Please note that the following document, although believed to be correct at the time of issue, may not represent the current position of the CRA.
Prenez note que ce document, bien qu'exact au moment émis, peut ne pas représenter la position actuelle de l'ARC.
Principal Issues: Whether the taxpayer's farm would continue to meet the definition as a "qualified farm property", if oil reserves are discovered on the property.
Position: Maybe
Reasons: The definition of qualified farm property is based on use of the property. However, the property may be considered Canadian resource property as per subsection 66(15), if the land value is principally attributed to the oil reserves. Also must consider if the surface and mineral rights can be separated, in order to preserve the requirements of a qualified farm property.
XXXXXXXXXX
2012-046079
Judith Nichols
January 7, 2013
Dear XXXXXXXXXX:
RE: Qualified farm property and oil reserves
This is in response to your email of August 29, 2012, wherein you requested our views as to whether a taxpayer whose farm property meets the definition as a "qualified farm property" ("QFP") within the meaning of subsection 110.6(1) of the Income Tax Act (the "Act") will be eligible to claim the capital gains deduction under subsection 110.6(2) on a subsequent disposition of the farm property in circumstances where petroleum or natural gas reserves are discovered on the property.
Our Comments
Written confirmation of the income tax implications inherent in particular transactions is given by this directorate only where the transactions are proposed and are the subject matter of an advance income tax ruling request as described in Information Circular 70-6R5 dated May 17, 2002 issued by the Canada Revenue Agency. A fee is charged for this service. Although we are unable to provide any comments with respect to a particular fact situation otherwise than in the form of an advance income tax ruling, the following general comments may be of assistance.
Generally, under the definition in subsection 110.6(1), QFP includes real property owned by an individual where the property is used principally in a farming business. Subsection 110.6(2) of the Act provides that an individual taxpayer may claim a capital gains deduction of up to $375,000, where that individual has disposed of QFP as long as certain conditions are satisfied as outlined in subsection 110.6(1.3) of the Act.
It is our understanding that, under the relevant provincial legislation, a taxpayer can own two separate rights, a surface right (the real property) and a subsurface right (the right to petroleum or natural gas). In such a situation, the discovery of oil and gas reserves on the property will not affect the determination of the real property as a QFP. Consequently, where the individual taxpayer disposes of QFP, the taxpayer may be entitled to the capital gains exemption under subsection 110.6(2) of the Act where all the relevant conditions are met.

_Data excerpts_

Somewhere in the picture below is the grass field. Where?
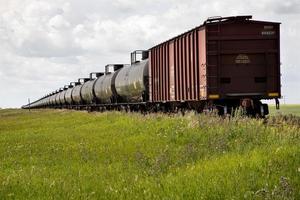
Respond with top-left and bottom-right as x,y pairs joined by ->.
0,110 -> 300,200
270,104 -> 300,116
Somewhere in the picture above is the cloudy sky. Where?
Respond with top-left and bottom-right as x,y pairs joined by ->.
0,0 -> 300,108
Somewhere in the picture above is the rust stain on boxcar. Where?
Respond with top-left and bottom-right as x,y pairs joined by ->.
149,17 -> 280,102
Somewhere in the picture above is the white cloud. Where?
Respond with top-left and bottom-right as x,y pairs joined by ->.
0,0 -> 300,107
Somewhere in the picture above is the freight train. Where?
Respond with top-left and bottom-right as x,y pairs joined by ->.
22,16 -> 281,117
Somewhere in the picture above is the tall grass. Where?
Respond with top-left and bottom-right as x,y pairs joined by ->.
0,110 -> 300,199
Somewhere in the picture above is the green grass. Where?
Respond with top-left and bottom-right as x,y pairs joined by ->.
270,104 -> 300,116
0,110 -> 300,200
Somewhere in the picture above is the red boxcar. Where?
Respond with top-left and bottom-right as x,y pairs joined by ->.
149,16 -> 281,102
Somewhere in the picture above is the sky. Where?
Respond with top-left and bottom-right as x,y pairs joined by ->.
0,0 -> 300,108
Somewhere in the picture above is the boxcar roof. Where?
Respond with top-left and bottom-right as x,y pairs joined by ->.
149,15 -> 281,50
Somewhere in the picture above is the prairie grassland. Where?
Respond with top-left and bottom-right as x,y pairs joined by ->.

_Things to do_
1: Answer these questions from the letter on qualified farm property and oil reserves:
(a) On what date was the email that the letter responds to sent?
(b) Up to what amount can an individual claim as a capital gains deduction under subsection 110.6(2)?
(c) What one word is given as the position on the principal issue?
2: Print the part of the letter on qualified farm property and oil reserves that opens with the words containing "It is our understanding" and closes with "conditions are met.".
3: For each statement, say whether it agrees with the letter on qualified farm property and oil reserves. Give yes or no and quote the deciding words.
(a) A fee is charged for an advance income tax ruling.
(b) The definition of qualified farm property is based on the value of any oil reserves on the land.
(c) Information Circular 70-6R5 is dated May 17, 2002.

_Set of answers_
1:
(a) August 29, 2012
(b) $375,000
(c) Maybe

2:
It is our understanding that, under the relevant provincial legislation, a taxpayer can own two separate rights, a surface right (the real property) and a subsurface right (the right to petroleum or natural gas). In such a situation, the discovery of oil and gas reserves on the property will not affect the determination of the real property as a QFP. Consequently, where the individual taxpayer disposes of QFP, the taxpayer may be entitled to the capital gains exemption under subsection 110.6(2) of the Act where all the relevant conditions are met.

3:
(a) Yes: "A fee is charged for this service."
(b) No: "The definition of qualified farm property is based on use of the property."
(c) Yes: "Information Circular 70-6R5 dated May 17, 2002"